Problem set:
**A)** How would you sum up the tax withholding clause in two sentences?
**B)** Update the tax withholding clause, starting at "of the Internal" and ending at "the vesting date.", so that "vesting date" reads "date of vesting" instead.

Extracted text:
5. Tax Withholding and
Section 83(b) Election . Employee acknowledges that any income
recognized as a result of receiving the Restricted Shares will be
treated as ordinary compensation income subject to federal, state
and local income, employment and other tax withholding. Employee
understands that if he or she makes an election under Section 83(b)
of the Internal Revenue Code of 1986, as amended (a
"Section 83(b) Election") with respect to some or all of the
Restricted Shares, Employee will recognize ordinary compensation
income at the time such Restricted Shares are received, in an
amount equal to the fair market value of the Restricted Shares on
that date. If Employee does not make a Section 83(b) Election with
respect to some or all of the Restricted Shares, Employee will
recognize ordinary compensation income at the time any portion of
such Restricted Shares vest in accordance with Section 2 of
this Agreement, in an amount equal to the fair market value of
those Restricted Shares on the vesting date.

(Collected data)

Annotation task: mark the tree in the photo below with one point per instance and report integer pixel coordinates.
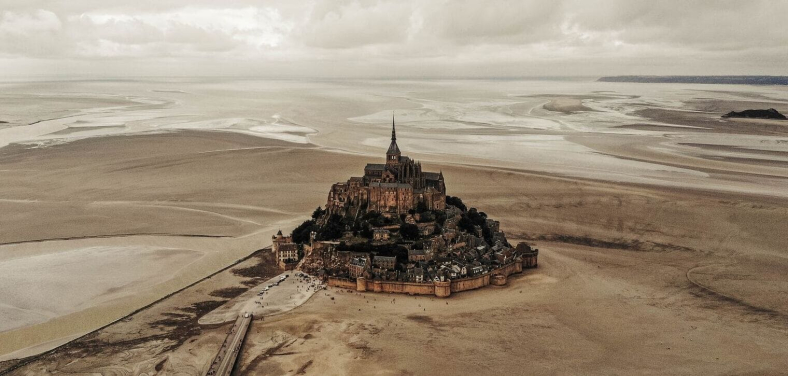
(333, 229)
(301, 234)
(318, 213)
(457, 202)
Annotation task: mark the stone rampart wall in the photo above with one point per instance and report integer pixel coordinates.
(429, 288)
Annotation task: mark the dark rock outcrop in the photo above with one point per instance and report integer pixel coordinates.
(756, 114)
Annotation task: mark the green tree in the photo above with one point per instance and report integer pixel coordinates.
(409, 231)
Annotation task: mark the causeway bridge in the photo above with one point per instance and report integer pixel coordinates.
(224, 362)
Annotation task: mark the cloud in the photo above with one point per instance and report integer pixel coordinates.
(409, 37)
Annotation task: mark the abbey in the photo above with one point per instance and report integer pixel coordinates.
(391, 188)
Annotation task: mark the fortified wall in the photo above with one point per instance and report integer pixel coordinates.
(496, 277)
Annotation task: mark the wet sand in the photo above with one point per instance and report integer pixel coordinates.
(631, 278)
(658, 255)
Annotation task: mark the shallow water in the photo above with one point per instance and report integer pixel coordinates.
(497, 122)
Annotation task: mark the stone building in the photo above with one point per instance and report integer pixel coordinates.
(381, 234)
(394, 187)
(283, 248)
(384, 262)
(358, 265)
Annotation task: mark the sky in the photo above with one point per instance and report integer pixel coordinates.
(391, 38)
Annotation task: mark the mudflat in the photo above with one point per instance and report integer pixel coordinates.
(661, 233)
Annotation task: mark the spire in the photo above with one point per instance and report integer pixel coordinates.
(393, 154)
(393, 129)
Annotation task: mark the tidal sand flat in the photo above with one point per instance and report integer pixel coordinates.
(183, 193)
(628, 220)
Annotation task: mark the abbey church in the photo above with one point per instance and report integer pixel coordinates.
(392, 188)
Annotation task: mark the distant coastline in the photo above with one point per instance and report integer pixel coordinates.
(727, 80)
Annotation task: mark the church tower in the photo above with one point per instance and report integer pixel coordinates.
(393, 154)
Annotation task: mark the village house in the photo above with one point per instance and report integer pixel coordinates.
(381, 234)
(385, 262)
(358, 266)
(283, 248)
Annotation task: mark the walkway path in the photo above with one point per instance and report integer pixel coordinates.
(224, 362)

Full solutions:
**A)** Income the Employee recognizes from receiving the Restricted Shares is treated as ordinary compensation income subject to federal, state and local income, employment and other tax withholding. With a Section 83(b) Election, that income is recognized when the shares are received, in an amount equal to their fair market value on that date; without one, it is recognized when the shares vest under Section 2 of the Agreement, in an amount equal to their fair market value on the vesting date.

**B)**
of the Internal Revenue Code of 1986, as amended (a
"Section 83(b) Election") with respect to some or all of the
Restricted Shares, Employee will recognize ordinary compensation
income at the time such Restricted Shares are received, in an
amount equal to the fair market value of the Restricted Shares on
that date. If Employee does not make a Section 83(b) Election with
respect to some or all of the Restricted Shares, Employee will
recognize ordinary compensation income at the time any portion of
such Restricted Shares vest in accordance with Section 2 of
this Agreement, in an amount equal to the fair market value of
those Restricted Shares on the date of vesting.